### WHAT TO DO
Copy each line of the data below that contains the string "knob". Matching is case-sensitive.

[Stored data entries]

____

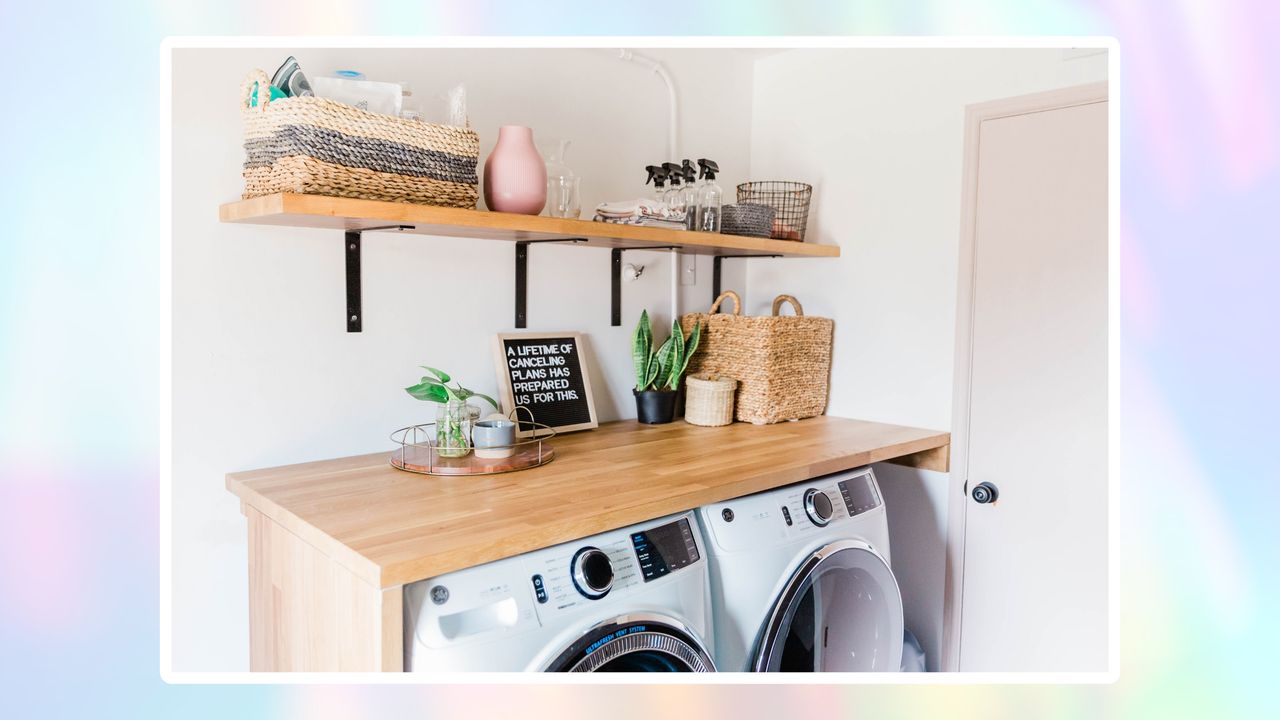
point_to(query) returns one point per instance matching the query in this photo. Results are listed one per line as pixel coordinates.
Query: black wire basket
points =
(790, 201)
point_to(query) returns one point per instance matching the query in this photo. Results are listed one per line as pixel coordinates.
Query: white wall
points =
(264, 369)
(880, 136)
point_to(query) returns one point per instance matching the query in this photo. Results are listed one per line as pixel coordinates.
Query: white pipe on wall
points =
(672, 98)
(672, 147)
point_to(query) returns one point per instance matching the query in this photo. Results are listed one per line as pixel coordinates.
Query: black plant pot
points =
(656, 406)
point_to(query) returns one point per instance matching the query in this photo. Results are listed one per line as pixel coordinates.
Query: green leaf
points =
(429, 391)
(677, 355)
(641, 345)
(439, 374)
(650, 372)
(695, 336)
(666, 360)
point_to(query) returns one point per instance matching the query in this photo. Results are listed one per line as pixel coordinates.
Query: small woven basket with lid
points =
(709, 400)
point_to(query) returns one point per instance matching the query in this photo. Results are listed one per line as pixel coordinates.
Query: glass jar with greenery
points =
(453, 418)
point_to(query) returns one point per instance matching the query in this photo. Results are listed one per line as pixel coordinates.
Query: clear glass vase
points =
(453, 423)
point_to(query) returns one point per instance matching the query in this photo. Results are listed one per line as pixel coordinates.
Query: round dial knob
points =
(817, 505)
(593, 573)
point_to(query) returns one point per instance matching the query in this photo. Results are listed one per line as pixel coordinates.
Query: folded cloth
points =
(641, 208)
(641, 220)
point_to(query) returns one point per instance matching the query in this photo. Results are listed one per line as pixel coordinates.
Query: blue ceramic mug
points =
(494, 437)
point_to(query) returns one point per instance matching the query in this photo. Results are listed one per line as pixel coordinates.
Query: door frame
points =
(958, 505)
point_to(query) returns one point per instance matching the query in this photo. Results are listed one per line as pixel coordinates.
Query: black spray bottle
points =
(693, 192)
(658, 177)
(709, 199)
(676, 197)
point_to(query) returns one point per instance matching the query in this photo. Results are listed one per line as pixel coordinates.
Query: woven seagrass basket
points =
(782, 364)
(319, 146)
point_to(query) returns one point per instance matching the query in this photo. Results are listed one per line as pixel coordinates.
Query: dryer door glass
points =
(635, 643)
(841, 613)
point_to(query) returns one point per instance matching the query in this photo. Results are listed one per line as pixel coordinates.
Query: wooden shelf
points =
(346, 214)
(355, 217)
(389, 528)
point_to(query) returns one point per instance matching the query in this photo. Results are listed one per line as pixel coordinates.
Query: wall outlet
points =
(688, 269)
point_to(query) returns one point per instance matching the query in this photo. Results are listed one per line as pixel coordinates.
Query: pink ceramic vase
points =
(515, 176)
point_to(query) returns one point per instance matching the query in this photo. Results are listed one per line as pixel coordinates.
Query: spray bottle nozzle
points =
(657, 176)
(686, 168)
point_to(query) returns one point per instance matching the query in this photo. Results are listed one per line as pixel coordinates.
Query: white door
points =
(1032, 410)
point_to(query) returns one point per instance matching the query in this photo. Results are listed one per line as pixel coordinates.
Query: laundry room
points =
(727, 359)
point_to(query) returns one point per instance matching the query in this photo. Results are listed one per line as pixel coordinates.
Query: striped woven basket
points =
(319, 146)
(782, 364)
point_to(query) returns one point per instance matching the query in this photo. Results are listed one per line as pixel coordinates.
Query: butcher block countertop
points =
(389, 527)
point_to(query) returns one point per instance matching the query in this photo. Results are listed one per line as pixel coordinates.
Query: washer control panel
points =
(602, 568)
(664, 548)
(794, 511)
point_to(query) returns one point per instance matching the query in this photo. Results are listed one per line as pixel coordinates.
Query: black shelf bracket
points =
(616, 288)
(351, 247)
(716, 270)
(522, 276)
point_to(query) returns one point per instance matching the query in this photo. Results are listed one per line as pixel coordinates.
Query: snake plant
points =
(662, 368)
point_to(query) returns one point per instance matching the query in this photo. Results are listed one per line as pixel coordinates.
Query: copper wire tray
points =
(419, 454)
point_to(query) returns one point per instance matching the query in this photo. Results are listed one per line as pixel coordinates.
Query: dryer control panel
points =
(664, 548)
(795, 511)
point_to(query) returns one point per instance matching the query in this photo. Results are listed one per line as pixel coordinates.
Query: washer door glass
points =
(841, 613)
(635, 643)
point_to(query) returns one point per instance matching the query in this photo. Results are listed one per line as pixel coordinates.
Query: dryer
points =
(801, 579)
(630, 600)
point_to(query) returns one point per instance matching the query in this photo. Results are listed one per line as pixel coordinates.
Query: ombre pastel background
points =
(81, 294)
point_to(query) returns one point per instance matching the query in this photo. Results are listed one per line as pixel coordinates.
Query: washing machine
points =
(801, 579)
(630, 600)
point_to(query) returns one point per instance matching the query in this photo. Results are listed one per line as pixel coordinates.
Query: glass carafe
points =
(453, 423)
(562, 183)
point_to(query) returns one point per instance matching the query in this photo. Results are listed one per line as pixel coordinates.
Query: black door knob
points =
(984, 493)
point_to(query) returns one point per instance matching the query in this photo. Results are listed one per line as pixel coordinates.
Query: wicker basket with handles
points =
(782, 364)
(320, 146)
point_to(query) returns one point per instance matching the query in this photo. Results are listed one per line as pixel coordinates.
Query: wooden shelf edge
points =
(291, 209)
(937, 459)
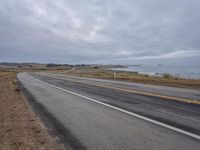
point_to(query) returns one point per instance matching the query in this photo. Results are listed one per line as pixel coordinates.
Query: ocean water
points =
(189, 72)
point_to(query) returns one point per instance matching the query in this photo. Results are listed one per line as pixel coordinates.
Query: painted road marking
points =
(139, 92)
(125, 111)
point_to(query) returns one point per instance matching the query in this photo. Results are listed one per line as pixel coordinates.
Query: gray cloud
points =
(93, 31)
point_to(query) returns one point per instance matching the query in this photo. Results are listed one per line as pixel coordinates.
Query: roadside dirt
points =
(20, 129)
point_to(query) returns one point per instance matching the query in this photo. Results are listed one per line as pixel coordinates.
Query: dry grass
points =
(133, 77)
(19, 127)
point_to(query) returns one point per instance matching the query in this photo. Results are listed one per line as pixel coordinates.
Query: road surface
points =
(108, 115)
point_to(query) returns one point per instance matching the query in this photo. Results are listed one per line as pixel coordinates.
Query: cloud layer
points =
(98, 31)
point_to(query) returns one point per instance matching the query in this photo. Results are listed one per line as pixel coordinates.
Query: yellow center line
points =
(141, 93)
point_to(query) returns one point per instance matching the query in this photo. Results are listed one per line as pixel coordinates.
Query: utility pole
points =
(114, 75)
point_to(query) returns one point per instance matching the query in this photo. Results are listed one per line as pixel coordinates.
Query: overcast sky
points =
(99, 31)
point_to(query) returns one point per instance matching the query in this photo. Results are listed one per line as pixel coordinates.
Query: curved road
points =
(108, 115)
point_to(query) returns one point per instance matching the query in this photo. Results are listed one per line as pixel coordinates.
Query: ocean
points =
(189, 72)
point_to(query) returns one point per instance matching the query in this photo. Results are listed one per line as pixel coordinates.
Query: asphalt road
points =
(109, 115)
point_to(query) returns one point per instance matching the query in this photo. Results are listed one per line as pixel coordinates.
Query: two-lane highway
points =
(113, 115)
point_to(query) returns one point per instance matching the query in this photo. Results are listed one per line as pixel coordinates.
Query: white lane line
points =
(125, 111)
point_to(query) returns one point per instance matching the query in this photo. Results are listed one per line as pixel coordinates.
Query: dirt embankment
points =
(19, 127)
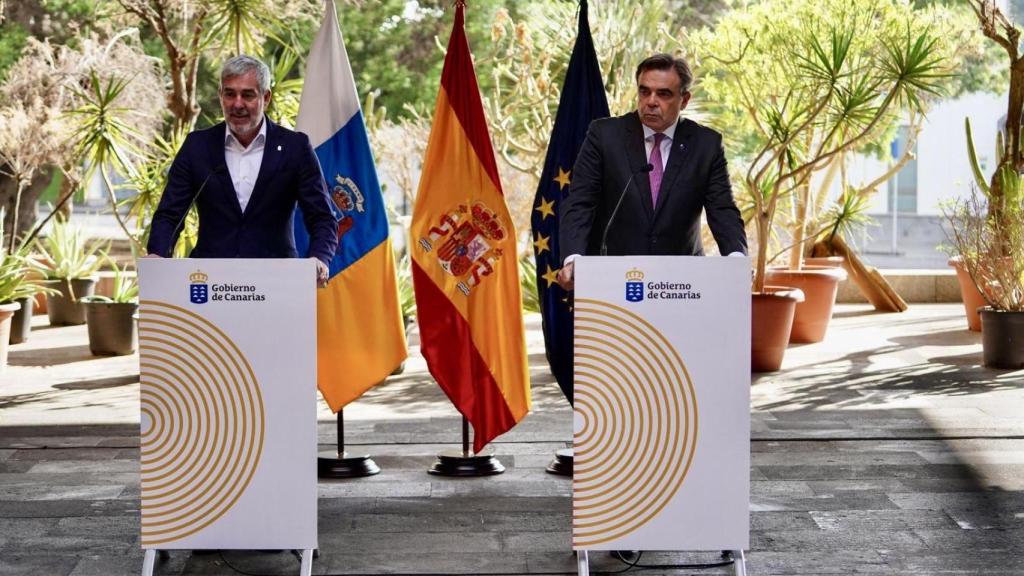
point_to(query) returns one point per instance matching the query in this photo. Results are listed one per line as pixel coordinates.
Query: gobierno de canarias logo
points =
(199, 290)
(634, 286)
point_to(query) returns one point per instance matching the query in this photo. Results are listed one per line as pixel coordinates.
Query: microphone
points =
(219, 169)
(604, 237)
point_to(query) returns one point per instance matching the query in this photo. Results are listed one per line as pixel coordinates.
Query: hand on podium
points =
(323, 273)
(565, 277)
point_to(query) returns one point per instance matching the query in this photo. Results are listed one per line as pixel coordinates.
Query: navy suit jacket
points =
(289, 175)
(695, 179)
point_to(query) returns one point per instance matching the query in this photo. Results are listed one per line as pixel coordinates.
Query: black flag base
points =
(562, 464)
(330, 464)
(464, 464)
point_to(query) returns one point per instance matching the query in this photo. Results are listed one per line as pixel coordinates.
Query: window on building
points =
(904, 183)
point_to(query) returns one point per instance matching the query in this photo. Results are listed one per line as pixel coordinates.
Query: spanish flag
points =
(360, 338)
(465, 268)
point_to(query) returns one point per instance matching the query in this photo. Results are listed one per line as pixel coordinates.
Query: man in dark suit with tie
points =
(667, 170)
(246, 175)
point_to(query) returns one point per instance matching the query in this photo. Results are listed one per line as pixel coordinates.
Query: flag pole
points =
(337, 464)
(464, 463)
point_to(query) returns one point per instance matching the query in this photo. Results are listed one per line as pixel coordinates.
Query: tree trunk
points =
(870, 283)
(30, 198)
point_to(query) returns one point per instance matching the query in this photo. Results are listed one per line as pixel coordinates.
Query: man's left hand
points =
(323, 273)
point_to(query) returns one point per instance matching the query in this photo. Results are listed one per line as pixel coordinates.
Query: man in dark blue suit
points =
(246, 175)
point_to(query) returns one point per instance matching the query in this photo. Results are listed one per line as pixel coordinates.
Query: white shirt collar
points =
(231, 140)
(669, 132)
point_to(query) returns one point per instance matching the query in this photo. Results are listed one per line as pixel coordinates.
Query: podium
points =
(662, 413)
(228, 405)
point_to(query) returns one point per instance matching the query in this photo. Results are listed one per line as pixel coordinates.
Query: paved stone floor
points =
(884, 450)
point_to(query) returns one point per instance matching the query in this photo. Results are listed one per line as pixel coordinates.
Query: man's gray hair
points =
(242, 65)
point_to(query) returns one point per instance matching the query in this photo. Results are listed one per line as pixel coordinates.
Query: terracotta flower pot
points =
(113, 330)
(819, 284)
(969, 293)
(62, 309)
(771, 321)
(1001, 338)
(20, 323)
(827, 261)
(6, 312)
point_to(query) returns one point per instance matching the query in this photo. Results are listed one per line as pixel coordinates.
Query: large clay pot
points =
(62, 309)
(771, 321)
(1001, 338)
(819, 285)
(969, 293)
(6, 312)
(20, 323)
(112, 328)
(827, 261)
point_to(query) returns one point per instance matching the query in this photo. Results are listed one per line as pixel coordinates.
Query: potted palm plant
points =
(990, 245)
(795, 94)
(112, 319)
(70, 263)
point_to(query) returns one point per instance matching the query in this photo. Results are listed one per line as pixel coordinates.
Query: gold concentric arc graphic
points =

____

### TASK ANSWER
Query: round dial knob
Query: black door knob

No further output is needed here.